Phil Boatwright: Movies That I’m Thankful for

Numerous films have enriched me either through amusement (“The Nutty Professor” with Jerry Lewis; “The Mouse That Roared”; “Dr. Strangelove”; “The Great Race”) or by including the theme of God’s grace (“Amish Grace”; “The Passion of the Christ”; “Places in the Heart”), but for this Thanksgiving I wanted to feature movies that prompt me to be grateful.

At first, they may seem odd choices for the Thanksgiving holiday, but ultimately each of these films emphasizes the need for us to treasure our blessings. So, after the scrumptious feast and the big game(s), hopefully one of these selections will complete a satisfying day with kith and kin.

“Little Boy” (2015)

Entries provided:
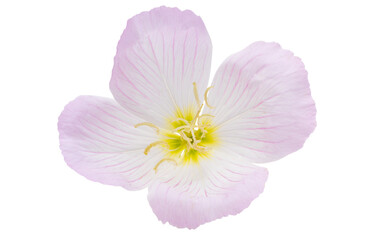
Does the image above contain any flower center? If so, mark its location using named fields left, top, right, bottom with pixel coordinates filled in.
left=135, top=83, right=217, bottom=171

* * *

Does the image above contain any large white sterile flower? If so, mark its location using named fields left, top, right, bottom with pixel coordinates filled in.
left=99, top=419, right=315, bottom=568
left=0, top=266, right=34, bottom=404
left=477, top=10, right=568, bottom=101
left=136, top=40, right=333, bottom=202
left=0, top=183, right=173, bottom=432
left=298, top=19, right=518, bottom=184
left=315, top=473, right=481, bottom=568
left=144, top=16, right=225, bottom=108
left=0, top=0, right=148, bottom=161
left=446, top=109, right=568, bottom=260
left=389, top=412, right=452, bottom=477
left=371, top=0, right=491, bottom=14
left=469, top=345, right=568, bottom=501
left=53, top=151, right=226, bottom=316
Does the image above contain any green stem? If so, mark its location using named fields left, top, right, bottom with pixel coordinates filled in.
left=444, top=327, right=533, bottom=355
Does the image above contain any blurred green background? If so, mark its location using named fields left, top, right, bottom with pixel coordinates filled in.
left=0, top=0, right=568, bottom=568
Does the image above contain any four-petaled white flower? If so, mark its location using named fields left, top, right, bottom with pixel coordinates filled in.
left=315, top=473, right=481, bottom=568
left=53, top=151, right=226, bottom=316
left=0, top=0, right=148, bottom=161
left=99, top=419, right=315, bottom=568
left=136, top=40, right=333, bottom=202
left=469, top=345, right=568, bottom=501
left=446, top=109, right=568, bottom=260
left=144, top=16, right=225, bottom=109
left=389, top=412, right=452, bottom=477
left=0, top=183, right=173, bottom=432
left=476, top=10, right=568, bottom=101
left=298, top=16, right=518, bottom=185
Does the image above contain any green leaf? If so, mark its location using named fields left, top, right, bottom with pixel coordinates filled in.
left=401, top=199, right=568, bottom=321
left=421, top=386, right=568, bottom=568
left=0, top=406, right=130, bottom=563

---

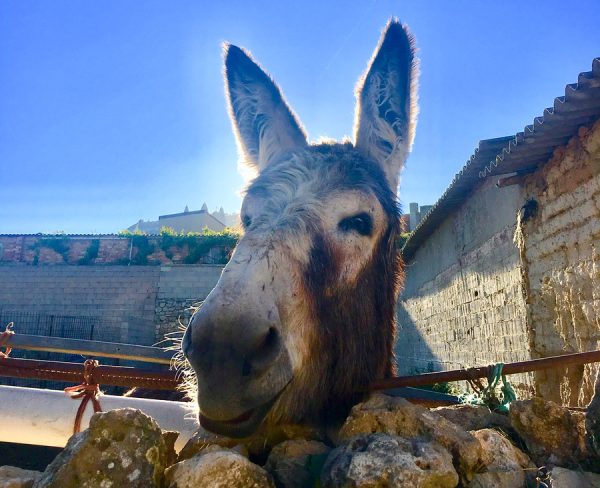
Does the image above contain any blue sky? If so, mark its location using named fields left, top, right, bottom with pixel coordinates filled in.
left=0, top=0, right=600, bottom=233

Given request: From the column on movies to be thankful for above, quote the passage that opens with the words "Numerous films have" and ends after "to be grateful.".

Result for this task:
Numerous films have enriched me either through amusement (“The Nutty Professor” with Jerry Lewis; “The Mouse That Roared”; “Dr. Strangelove”; “The Great Race”) or by including the theme of God’s grace (“Amish Grace”; “The Passion of the Christ”; “Places in the Heart”), but for this Thanksgiving I wanted to feature movies that prompt me to be grateful.